#### Job 1:
Print the demurrer ruling below, word for word, from "CCP section 339" down through "Cal.App.3d 447, 456.".

In addition, the argument assumes that the applicable statute of limitations would be the two-year statute applicable to oral contracts, when it is not yet clearly alleged the nature of the contract. 

 

More importantly, to sustain a demurrer based on a statute of limitations defense, the running of the statute must appear “clearly and affirmatively” from the face of the complaint; it is not enough that the complaint may be time-barred.  Committee for Green Foothills v. Santa Clara County Board of Supervisors (2010) 48 Cal.4ths 32, 42, citing and quoting Geneva Towers Ltd. Partnership v. City of San Francisco (2003) 29 Cal.4th 769, 781:

“We conclude the demurrer in the present case should have been overruled. “A demurrer based on a statute of limitations will not lie where the action may be, but is not necessarily, barred. [Citation.] In order for the bar of the statute of limitations to be raised by demurrer, the defect must clearly and affirmatively appear on the face of the complaint; it is not enough that the complaint shows that the action may be barred. [Citation.]” (Marshall v. Gibson, Dunn & Crutcher (1995) 37 Cal.App.4th 1397, 1403, 44 Cal.Rptr.2d 339.).

Geneva Towers, at 781.

 

CCP section 339 sub. 1 provides a two-year statute for liability not founded on an instrument in writing:

“Within two years:  1.  An action upon a contract, obligation or liability not founded upon an instrument of writing…”

 

CCP section 337(a) provides a four-year statute for liability founded upon an instrument in writing:

“Within four years: (a) An action upon any contract, obligation or liability founded upon an instrument in writing…”

 

As the Second District has recognized, “A cause of action for breach of contract accrues at the time of breach, which then starts the limitations period running.” Cochran v. Cochran (1997) 56 Cal.App.4th 1115, 1120, citing Whorton v. Dillingham (1988) 202 Cal.App.3d 447, 456.  

 

            As recognized in the moving papers, and again emphasized in the opposition, the complaint alleges that in 2020, and into a time which would have fallen within even a two-year statute of limitations, defendants made payments to plaintiff and plaintiff’s limited liability company, so were continuing to perform, and “thereafter” indicated the remaining funds would be returned.  [Complaint, paras. 35-38].  It is accordingly not clear from the face of the complaint, or the specific allegations therein, that the cause of action would be clearly and affirmatively barred by any particular statute of limitations. 

 

The demurrer on this ground accordingly is overruled. 

 

Fourth Cause of Action—Fraud and Deceit

To state a cause of action for fraud, plaintiff must plead the following elements: A false representation, actual or implied, or concealment of a matter of fact material to the transaction which defendant had a duty to disclose, or defendant’s promise made without intention to perform; defendant’s knowledge of the falsity; defendant’s intent to deceive; plaintiff’s justifiable reliance thereon; and resulting damage to plaintiff.  Pearson v. Norton (1964) 230 Cal.App.2d 1.

#### Collection entries:
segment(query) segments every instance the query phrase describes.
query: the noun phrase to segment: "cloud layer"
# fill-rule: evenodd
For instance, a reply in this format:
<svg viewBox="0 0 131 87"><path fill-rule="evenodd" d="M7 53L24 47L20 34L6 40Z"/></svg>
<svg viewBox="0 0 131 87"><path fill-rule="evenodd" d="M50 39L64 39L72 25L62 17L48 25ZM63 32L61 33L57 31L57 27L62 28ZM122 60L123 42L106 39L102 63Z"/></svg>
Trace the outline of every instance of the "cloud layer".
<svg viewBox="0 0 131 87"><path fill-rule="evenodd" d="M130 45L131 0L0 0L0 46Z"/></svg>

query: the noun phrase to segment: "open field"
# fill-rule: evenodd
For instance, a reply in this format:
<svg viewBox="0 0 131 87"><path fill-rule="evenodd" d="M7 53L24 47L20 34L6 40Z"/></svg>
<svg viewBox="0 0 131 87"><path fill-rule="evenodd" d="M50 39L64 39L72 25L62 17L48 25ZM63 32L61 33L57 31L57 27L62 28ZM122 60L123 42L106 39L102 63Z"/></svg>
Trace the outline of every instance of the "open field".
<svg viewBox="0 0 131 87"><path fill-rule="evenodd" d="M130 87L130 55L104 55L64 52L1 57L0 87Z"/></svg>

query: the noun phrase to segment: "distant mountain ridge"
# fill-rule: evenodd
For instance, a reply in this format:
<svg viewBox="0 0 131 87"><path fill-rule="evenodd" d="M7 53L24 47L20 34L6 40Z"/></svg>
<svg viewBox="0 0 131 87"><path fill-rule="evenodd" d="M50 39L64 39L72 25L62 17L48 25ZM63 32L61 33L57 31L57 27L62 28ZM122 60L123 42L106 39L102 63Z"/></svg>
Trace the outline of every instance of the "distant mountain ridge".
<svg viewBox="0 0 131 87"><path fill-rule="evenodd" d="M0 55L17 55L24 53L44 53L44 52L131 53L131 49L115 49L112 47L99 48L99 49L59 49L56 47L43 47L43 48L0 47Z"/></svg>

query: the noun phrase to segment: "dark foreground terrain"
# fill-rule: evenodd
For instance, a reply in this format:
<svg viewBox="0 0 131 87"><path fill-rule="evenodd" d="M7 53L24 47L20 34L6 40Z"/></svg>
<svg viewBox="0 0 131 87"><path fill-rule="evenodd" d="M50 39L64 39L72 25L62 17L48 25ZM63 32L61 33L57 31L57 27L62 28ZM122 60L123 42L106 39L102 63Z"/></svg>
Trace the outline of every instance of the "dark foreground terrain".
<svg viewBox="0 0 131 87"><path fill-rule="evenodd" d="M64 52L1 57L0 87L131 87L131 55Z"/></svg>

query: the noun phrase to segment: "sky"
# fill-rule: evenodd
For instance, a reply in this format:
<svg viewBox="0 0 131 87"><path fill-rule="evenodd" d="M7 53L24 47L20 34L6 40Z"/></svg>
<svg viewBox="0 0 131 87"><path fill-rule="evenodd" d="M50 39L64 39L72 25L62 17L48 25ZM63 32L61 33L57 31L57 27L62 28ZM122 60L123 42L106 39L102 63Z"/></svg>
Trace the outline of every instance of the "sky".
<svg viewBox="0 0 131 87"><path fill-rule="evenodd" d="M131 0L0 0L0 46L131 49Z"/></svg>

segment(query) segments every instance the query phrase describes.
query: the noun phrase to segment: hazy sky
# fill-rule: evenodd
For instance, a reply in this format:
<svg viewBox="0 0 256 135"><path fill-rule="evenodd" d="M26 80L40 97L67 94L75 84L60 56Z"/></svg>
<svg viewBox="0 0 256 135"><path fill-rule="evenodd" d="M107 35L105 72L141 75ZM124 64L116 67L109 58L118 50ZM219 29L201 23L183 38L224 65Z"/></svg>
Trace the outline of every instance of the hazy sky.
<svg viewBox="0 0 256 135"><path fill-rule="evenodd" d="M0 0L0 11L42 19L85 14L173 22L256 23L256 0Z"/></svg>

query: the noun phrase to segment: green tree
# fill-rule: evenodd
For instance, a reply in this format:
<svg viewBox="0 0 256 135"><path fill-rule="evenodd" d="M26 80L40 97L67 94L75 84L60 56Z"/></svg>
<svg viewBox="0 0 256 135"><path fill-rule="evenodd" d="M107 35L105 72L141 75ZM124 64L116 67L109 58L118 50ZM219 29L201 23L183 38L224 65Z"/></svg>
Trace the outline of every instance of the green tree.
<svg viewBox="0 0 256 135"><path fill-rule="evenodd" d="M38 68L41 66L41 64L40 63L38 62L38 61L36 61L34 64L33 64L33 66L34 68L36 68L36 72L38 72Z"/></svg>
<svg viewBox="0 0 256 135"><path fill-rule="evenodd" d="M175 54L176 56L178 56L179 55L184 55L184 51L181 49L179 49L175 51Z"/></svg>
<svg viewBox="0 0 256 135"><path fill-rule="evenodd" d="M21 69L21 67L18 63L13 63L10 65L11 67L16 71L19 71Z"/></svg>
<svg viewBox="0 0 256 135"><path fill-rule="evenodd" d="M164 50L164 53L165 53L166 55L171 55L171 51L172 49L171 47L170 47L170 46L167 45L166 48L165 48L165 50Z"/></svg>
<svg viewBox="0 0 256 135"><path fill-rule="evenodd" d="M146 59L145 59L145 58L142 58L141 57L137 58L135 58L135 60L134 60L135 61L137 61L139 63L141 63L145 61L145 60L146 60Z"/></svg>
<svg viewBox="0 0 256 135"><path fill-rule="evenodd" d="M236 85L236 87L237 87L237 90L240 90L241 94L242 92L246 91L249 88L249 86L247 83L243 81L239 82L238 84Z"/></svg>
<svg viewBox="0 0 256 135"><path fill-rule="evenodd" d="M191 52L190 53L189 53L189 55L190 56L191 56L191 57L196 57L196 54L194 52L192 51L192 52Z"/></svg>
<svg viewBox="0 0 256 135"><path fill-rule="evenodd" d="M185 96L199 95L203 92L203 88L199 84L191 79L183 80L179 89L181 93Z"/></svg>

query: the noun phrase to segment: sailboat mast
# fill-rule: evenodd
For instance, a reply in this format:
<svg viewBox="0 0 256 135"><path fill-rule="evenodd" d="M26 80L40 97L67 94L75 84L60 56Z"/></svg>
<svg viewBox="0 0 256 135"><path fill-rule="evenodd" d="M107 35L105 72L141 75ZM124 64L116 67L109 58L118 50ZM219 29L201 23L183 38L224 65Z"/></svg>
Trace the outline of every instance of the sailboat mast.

#### Job 2:
Identify each line of the records above that contains the string "foreground", and copy those lines out in full.

#### Full answer 1:
CCP section 339 sub. 1 provides a two-year statute for liability not founded on an instrument in writing:

“Within two years:  1.  An action upon a contract, obligation or liability not founded upon an instrument of writing…”

 

CCP section 337(a) provides a four-year statute for liability founded upon an instrument in writing:

“Within four years: (a) An action upon any contract, obligation or liability founded upon an instrument in writing…”

 

As the Second District has recognized, “A cause of action for breach of contract accrues at the time of breach, which then starts the limitations period running.” Cochran v. Cochran (1997) 56 Cal.App.4th 1115, 1120, citing Whorton v. Dillingham (1988) 202 Cal.App.3d 447, 456.

#### Full answer 2:
query: the noun phrase to segment: "dark foreground terrain"
Trace the outline of every instance of the "dark foreground terrain".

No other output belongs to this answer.